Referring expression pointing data
☆ ☆ ☆ ☆ ☆
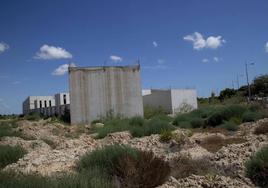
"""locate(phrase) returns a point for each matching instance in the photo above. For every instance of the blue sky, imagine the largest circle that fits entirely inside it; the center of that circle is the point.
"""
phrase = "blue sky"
(197, 44)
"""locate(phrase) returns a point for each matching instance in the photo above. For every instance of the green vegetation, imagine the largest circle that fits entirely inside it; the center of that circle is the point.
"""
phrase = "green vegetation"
(137, 126)
(261, 129)
(131, 166)
(214, 143)
(257, 167)
(10, 154)
(224, 116)
(100, 169)
(183, 167)
(49, 142)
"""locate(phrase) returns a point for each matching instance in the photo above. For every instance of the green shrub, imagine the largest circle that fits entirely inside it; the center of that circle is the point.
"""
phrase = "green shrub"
(166, 136)
(10, 154)
(215, 119)
(261, 129)
(33, 116)
(183, 166)
(251, 116)
(6, 129)
(49, 142)
(153, 126)
(197, 123)
(257, 167)
(103, 158)
(136, 121)
(81, 180)
(236, 120)
(144, 171)
(230, 126)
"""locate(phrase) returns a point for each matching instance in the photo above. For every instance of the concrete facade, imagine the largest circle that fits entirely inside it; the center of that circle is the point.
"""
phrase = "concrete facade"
(47, 105)
(95, 92)
(171, 100)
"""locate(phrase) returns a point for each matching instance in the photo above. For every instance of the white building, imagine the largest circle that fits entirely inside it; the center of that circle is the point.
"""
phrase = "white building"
(171, 100)
(47, 105)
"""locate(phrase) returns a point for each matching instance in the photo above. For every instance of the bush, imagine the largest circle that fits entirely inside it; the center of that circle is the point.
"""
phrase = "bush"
(261, 129)
(33, 116)
(197, 123)
(183, 167)
(82, 180)
(257, 167)
(153, 126)
(136, 121)
(132, 167)
(137, 126)
(144, 171)
(103, 158)
(229, 126)
(166, 136)
(49, 142)
(215, 143)
(251, 116)
(10, 154)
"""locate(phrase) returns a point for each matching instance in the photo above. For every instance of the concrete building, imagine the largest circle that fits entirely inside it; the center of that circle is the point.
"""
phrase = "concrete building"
(47, 105)
(172, 100)
(95, 92)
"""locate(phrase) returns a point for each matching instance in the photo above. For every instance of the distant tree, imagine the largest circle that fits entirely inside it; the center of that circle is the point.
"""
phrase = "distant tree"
(260, 85)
☆ ☆ ☆ ☆ ☆
> Activity: Set down the entries above exactly, and keep every picture out of your copy.

> Response to this exercise:
"""locate(phrase) returns a point for each matching instance in the photo above. For every instance of the blue sky, imagine the largest circle that fits entirely inside it; the center of that circle is the point.
"""
phrase = "blue sky"
(197, 44)
"""locate(phrase) returns a point for each matching instance in the photo above. For every instance of the green vegetation, imagine the largest circle that fits entirely inside it; the center of that circle is the point.
"""
phrase = "green vegetation"
(137, 126)
(261, 129)
(131, 166)
(214, 143)
(257, 167)
(10, 154)
(224, 116)
(100, 169)
(183, 167)
(49, 142)
"""locate(phrase) returns a point for each matching instance in the photo above. For every instance of the green shrub, imagine the largest circle that fits entirely inside it; the center of that circle is the point.
"""
phrase = "green shrub"
(166, 136)
(10, 154)
(215, 119)
(261, 129)
(33, 116)
(183, 166)
(251, 116)
(6, 129)
(49, 142)
(153, 126)
(197, 123)
(257, 167)
(103, 158)
(136, 121)
(81, 180)
(236, 120)
(144, 171)
(230, 126)
"""locate(phrase) returns a point for each matching instance in the photo above. For every instance of the concrete facade, imagine the largest circle that fits entirely inside it; the center of that circle is the point.
"""
phrase = "concrete facade"
(47, 105)
(95, 92)
(171, 100)
"""locate(phrase) returns a point for each matching instance in the photo above. For every instance of the white building, imagine the largest circle that fits entirely inside it; the center of that circle is the point.
"""
phrase = "white building"
(171, 100)
(47, 105)
"""locate(phrase) returns a point for each matching instance in the photo above. For every instance of the bush, imagine the largest circle that fits entirely inside it; the center of that circle is the point.
"""
phrase = "bush"
(261, 129)
(33, 116)
(197, 123)
(183, 167)
(82, 180)
(257, 167)
(153, 126)
(136, 121)
(132, 167)
(137, 126)
(144, 171)
(103, 158)
(229, 126)
(166, 136)
(49, 142)
(215, 143)
(251, 116)
(10, 154)
"""locate(phrase) returns a point for each matching instance in the photo above. For every instance of the concrete building, imagine the largest circle that fits entirely inside it; the center of that circle is the point.
"""
phrase = "concrete building"
(47, 105)
(172, 100)
(95, 92)
"""locate(phrase) returns a point for each matching instance in the photo above. For every instance of the distant tree, imagine the largest circle that fits entirely inside it; the center of that circle is the point.
"""
phrase = "distant tree"
(260, 85)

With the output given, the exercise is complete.